▶ AIM
Exactly and only the lines from the one with "Greenhouse-scouting request: tag the closed" through the end of the listing are to be transcribed, both ends included.

▶ DATA SECTION

====

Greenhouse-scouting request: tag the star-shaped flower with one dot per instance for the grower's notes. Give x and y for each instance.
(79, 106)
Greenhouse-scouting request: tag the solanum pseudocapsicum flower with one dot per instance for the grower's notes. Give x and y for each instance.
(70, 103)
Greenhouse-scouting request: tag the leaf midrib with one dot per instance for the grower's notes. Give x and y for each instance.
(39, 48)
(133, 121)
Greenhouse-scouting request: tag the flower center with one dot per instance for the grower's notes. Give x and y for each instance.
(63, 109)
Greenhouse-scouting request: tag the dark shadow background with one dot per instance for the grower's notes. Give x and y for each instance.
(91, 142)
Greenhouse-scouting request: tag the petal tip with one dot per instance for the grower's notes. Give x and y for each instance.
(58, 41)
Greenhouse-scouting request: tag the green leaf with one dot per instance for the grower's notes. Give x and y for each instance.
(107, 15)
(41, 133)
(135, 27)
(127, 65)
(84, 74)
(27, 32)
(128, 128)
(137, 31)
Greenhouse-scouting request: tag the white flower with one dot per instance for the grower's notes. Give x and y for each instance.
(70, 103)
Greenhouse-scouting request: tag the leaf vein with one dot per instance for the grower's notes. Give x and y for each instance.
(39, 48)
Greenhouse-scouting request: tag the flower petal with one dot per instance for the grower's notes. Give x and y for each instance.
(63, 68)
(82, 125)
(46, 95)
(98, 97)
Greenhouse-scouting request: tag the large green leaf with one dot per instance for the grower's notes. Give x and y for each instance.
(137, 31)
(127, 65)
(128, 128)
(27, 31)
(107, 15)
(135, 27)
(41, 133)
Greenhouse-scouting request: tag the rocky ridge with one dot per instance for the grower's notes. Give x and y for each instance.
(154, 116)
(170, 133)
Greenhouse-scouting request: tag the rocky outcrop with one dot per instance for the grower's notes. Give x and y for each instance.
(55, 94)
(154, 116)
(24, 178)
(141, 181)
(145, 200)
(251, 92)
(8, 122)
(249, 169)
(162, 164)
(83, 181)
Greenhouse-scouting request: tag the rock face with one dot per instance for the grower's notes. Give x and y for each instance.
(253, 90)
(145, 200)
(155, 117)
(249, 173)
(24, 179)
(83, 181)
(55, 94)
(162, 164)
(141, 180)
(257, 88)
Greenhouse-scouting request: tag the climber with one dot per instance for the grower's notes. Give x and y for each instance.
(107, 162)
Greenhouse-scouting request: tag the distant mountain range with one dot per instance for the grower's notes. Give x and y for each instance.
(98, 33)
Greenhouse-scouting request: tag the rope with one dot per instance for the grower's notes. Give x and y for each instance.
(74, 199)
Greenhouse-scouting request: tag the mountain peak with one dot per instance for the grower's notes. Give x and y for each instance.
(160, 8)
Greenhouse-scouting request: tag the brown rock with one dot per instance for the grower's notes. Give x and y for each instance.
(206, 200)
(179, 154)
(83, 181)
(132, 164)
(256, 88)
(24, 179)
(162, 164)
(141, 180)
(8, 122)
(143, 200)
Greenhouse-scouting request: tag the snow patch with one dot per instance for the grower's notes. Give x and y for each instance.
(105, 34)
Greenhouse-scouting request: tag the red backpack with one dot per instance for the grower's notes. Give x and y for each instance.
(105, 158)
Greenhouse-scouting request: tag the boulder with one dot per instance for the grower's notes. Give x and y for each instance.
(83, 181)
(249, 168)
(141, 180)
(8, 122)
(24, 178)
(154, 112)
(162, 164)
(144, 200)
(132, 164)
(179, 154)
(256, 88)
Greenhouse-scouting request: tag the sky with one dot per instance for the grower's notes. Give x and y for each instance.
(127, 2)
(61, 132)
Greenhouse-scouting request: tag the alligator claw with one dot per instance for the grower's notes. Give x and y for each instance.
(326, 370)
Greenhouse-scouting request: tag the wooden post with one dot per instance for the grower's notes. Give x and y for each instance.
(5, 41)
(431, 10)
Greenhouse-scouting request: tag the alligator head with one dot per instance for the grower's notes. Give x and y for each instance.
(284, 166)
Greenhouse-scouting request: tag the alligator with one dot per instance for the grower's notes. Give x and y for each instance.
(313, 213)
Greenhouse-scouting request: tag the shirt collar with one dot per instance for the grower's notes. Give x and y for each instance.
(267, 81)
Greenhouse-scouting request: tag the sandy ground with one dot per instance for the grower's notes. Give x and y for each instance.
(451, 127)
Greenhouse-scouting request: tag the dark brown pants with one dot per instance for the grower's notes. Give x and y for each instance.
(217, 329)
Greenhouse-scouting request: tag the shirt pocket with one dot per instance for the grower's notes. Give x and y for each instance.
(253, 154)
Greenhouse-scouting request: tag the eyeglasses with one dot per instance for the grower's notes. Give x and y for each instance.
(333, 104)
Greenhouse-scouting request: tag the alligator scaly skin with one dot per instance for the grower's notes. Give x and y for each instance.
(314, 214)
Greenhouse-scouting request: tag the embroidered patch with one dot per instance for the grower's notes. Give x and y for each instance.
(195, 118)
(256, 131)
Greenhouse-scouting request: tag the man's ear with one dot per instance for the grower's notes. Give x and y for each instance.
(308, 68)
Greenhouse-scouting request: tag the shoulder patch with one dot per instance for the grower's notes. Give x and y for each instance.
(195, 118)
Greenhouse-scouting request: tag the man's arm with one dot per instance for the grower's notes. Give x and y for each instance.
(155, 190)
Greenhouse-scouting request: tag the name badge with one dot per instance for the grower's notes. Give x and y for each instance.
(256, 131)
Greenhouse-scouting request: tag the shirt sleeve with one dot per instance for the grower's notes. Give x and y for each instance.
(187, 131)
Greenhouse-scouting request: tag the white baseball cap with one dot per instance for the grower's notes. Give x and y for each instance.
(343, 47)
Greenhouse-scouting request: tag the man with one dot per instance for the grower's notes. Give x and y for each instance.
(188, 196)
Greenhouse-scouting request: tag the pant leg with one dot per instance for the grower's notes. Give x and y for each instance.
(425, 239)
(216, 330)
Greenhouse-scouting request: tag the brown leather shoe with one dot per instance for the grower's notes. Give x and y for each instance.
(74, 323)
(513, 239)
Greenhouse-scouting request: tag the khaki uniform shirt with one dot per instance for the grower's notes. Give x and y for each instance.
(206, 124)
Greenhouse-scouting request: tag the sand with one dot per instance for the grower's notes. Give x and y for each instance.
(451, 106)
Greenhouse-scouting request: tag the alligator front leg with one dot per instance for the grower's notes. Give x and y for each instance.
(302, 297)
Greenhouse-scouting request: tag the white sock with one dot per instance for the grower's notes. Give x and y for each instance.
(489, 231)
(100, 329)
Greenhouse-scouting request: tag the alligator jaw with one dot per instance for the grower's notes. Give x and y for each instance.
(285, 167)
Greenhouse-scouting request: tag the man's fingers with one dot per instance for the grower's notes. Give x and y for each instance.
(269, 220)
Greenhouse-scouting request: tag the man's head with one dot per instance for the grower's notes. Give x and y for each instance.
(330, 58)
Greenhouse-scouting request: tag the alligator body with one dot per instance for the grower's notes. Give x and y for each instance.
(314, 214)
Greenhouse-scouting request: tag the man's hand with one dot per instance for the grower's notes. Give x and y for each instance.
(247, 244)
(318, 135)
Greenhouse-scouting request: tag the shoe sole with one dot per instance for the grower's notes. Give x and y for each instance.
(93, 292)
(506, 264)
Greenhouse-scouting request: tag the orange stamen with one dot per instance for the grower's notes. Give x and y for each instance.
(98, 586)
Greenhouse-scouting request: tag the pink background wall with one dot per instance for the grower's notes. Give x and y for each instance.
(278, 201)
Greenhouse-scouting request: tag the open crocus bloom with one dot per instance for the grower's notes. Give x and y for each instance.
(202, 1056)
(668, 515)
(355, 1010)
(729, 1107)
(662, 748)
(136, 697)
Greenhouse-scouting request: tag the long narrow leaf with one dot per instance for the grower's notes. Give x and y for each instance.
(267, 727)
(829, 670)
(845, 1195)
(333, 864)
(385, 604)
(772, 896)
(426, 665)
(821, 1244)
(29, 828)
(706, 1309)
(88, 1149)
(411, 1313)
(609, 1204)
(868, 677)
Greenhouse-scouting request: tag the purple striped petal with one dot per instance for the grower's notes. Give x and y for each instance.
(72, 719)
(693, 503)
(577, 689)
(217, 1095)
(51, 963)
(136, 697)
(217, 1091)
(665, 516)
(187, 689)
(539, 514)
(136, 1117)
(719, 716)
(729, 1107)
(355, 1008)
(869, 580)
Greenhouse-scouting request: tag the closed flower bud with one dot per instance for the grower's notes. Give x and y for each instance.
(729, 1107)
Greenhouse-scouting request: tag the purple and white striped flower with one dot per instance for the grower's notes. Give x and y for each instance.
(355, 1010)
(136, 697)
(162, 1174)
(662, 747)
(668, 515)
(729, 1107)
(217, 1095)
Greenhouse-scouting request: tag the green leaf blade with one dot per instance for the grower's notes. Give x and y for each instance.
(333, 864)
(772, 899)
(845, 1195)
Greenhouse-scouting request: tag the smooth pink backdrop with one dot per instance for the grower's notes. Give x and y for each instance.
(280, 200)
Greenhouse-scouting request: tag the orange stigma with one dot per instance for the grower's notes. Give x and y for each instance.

====

▶ COMPLETE OUTPUT
Greenhouse-scouting request: tag the closed flower bud with one dot per instance for the grower's notes. Give x and y for each instance.
(729, 1107)
Greenhouse-scouting request: tag the purple and white striped flower with one dot per instance for the grower's notes. Give x and y for each instance.
(355, 1010)
(136, 697)
(162, 1174)
(662, 747)
(668, 515)
(729, 1107)
(217, 1095)
Greenhouse-scouting request: tag the green leaf blade with one dot per instance for the grower's notes. Give x and y for each instance.
(333, 864)
(772, 899)
(845, 1195)
Greenhouse-scouting request: tag the smooth pink backdrop with one dot per instance for the grower's notes. Give x and y for each instance.
(280, 200)
Greenhouse-scouting request: tag the orange stigma with one dot per instance for the grower's notes. Give x and y for each instance.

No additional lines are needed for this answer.